> [WORK ORDER] Reprint the full listing exactly.

> [RECORDS FOR THE TASK]
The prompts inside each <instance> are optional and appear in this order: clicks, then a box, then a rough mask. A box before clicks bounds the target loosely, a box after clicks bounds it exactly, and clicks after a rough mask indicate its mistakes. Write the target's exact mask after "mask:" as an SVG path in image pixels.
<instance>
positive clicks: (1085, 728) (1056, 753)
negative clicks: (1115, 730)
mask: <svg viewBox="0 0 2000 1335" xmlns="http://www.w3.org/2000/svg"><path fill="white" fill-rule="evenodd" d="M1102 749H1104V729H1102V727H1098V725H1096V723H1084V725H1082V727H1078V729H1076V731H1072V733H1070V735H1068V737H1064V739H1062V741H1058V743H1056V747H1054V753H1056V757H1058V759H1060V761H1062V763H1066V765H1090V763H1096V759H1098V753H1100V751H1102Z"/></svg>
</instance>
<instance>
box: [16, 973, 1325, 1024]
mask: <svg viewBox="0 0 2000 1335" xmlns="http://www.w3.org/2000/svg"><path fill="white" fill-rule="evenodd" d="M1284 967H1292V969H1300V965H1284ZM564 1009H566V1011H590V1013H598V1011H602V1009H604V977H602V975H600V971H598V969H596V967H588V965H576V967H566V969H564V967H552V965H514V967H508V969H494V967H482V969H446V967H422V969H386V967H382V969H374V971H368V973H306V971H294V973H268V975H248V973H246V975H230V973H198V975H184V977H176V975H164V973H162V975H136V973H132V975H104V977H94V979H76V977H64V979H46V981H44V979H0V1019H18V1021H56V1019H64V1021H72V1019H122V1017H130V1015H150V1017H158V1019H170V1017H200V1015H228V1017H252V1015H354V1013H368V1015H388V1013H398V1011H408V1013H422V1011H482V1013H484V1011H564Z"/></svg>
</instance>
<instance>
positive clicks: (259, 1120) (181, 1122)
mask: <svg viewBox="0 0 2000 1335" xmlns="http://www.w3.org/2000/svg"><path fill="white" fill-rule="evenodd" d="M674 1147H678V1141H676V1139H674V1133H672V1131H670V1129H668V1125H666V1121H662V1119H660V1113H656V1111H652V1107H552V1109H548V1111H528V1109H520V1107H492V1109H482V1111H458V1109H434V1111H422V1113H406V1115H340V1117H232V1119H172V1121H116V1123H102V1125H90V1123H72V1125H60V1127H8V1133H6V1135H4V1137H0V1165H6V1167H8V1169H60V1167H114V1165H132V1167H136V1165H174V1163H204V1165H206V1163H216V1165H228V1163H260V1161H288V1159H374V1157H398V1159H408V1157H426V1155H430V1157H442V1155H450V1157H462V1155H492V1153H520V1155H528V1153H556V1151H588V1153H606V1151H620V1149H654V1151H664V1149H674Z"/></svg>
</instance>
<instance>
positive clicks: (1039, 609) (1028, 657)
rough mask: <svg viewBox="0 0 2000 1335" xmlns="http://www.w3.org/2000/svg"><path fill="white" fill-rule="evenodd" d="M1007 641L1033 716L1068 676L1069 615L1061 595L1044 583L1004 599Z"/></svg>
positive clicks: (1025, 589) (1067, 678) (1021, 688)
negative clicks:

> [THE COMPLETED TASK]
The prompts inside each <instance> are optional and appear in this order: clicks, then a box, then a rough mask. A box before clicks bounds the target loosely, a box after clicks bounds it exactly, and clicks after a rough mask indicate its mistakes. Write the target's exact mask after "mask:" as an SVG path in image pixels.
<instance>
positive clicks: (1085, 728) (1056, 753)
negative clicks: (1115, 730)
mask: <svg viewBox="0 0 2000 1335" xmlns="http://www.w3.org/2000/svg"><path fill="white" fill-rule="evenodd" d="M1102 749H1104V729H1102V727H1098V725H1096V723H1084V725H1082V727H1078V729H1076V731H1072V733H1070V735H1068V737H1064V739H1062V741H1058V743H1056V747H1054V753H1056V757H1058V759H1060V761H1062V763H1066V765H1090V763H1096V759H1098V753H1100V751H1102Z"/></svg>
</instance>
<instance>
box: [16, 973, 1325, 1024]
mask: <svg viewBox="0 0 2000 1335" xmlns="http://www.w3.org/2000/svg"><path fill="white" fill-rule="evenodd" d="M1284 967H1292V969H1300V965H1284ZM564 1009H566V1011H590V1013H598V1011H602V1009H604V977H602V975H600V971H598V969H596V967H588V965H576V967H566V969H564V967H552V965H514V967H508V969H494V967H482V969H446V967H422V969H386V967H382V969H374V971H368V973H306V971H294V973H268V975H248V973H246V975H230V973H198V975H184V977H176V975H164V973H162V975H136V973H132V975H104V977H94V979H76V977H64V979H46V981H44V979H0V1019H18V1021H56V1019H64V1021H72V1019H122V1017H130V1015H150V1017H158V1019H170V1017H200V1015H228V1017H252V1015H354V1013H368V1015H388V1013H398V1011H408V1013H422V1011H482V1013H484V1011H564Z"/></svg>
</instance>
<instance>
positive clicks: (259, 1120) (181, 1122)
mask: <svg viewBox="0 0 2000 1335" xmlns="http://www.w3.org/2000/svg"><path fill="white" fill-rule="evenodd" d="M674 1147H678V1141H676V1139H674V1133H672V1131H670V1129H668V1125H666V1121H662V1119H660V1113H656V1111H652V1107H552V1109H548V1111H528V1109H520V1107H492V1109H482V1111H458V1109H434V1111H422V1113H406V1115H340V1117H232V1119H172V1121H116V1123H102V1125H90V1123H72V1125H60V1127H8V1133H6V1135H4V1137H0V1165H6V1167H8V1169H60V1167H114V1165H132V1167H136V1165H174V1163H204V1165H206V1163H216V1165H228V1163H260V1161H288V1159H374V1157H398V1159H408V1157H426V1155H430V1157H442V1155H450V1157H462V1155H492V1153H520V1155H528V1153H556V1151H588V1153H606V1151H620V1149H654V1151H664V1149H674Z"/></svg>
</instance>
<instance>
positive clicks: (1039, 609) (1028, 657)
rough mask: <svg viewBox="0 0 2000 1335" xmlns="http://www.w3.org/2000/svg"><path fill="white" fill-rule="evenodd" d="M1007 641L1033 716L1068 676L1069 615L1061 595L1044 583L1004 599Z"/></svg>
positive clicks: (1025, 589) (1067, 678) (1021, 688)
negative clicks:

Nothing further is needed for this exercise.